┌────────

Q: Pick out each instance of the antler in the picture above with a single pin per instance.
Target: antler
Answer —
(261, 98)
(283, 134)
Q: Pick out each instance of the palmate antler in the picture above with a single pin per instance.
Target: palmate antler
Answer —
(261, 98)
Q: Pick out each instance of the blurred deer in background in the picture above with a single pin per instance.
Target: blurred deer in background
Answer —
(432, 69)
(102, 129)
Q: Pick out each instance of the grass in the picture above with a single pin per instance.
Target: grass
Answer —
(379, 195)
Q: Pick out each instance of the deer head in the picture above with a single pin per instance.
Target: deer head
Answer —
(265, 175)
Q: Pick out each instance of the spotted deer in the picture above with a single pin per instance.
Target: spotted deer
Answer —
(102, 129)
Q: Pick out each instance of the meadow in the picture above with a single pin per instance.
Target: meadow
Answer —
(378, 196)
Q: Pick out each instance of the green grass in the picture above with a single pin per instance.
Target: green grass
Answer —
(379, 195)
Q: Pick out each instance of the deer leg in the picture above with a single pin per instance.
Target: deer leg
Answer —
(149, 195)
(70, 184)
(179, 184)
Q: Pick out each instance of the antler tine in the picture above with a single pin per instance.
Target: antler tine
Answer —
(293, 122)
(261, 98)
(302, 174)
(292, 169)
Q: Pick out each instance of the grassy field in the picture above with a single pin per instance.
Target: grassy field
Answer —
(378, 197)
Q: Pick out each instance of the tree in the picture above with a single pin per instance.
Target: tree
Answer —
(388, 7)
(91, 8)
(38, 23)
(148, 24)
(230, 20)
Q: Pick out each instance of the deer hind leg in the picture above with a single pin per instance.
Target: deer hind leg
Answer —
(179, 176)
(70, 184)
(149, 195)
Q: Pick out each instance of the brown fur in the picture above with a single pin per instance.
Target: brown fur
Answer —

└────────

→ What is expected
The records above must be retyped in full, exactly.

→ Output of the task
Q: Pick out each instance of the antler in the picture above with a single pin per instance.
Target: antler
Answer —
(261, 98)
(283, 134)
Q: Pick out each instance of the palmate antler in the picture above with a single pin per instance.
Target: palmate antler
Answer —
(261, 98)
Q: Pick out each instance of the blurred deer in background in the picture above with a single pin per instance.
Target: blurred deer in background
Answer —
(432, 69)
(102, 129)
Q: Pick out each instance of the grass in the picture above with a single pin per instance.
Target: grass
Answer —
(379, 195)
Q: Pick out each instance of the deer head in the picture above with a single pin per instance.
Target: deer head
Answer —
(265, 175)
Q: Pick out each instance of the spotted deer in the picture above with a single pin per instance.
Target: spotted deer
Answer —
(102, 129)
Q: Pick out each instance of the meadow in the picture above with a single pin per instance.
Target: meadow
Answer —
(378, 196)
Q: Pick out each instance of the green grass in the picture above with a single pin per instance.
Target: green grass
Answer —
(379, 195)
Q: Pick out each instance of the deer leg in the picture above with a single pin per instance.
Target: deer leg
Answer —
(149, 195)
(70, 184)
(179, 184)
Q: Pick out each instance of the antler tine in the picture above with a single pin per instance.
Target: antler tine
Answer —
(293, 122)
(261, 98)
(302, 174)
(292, 169)
Q: Pick out each instance of the grassy field in the picture above with a single pin per instance.
Target: grassy field
Answer —
(378, 197)
Q: Pick out each instance of the tree in the picture above with a single pin per instance.
Target: tree
Answer —
(388, 7)
(91, 8)
(38, 23)
(148, 24)
(230, 20)
Q: Pick out each instance of the deer hind leg in the picture above with a single pin per instance.
Target: deer hind leg
Answer —
(179, 176)
(70, 184)
(149, 195)
Q: Pick out each instance of the brown fur in the picture above with a single pin per instance.
Target: brown fur
Answer —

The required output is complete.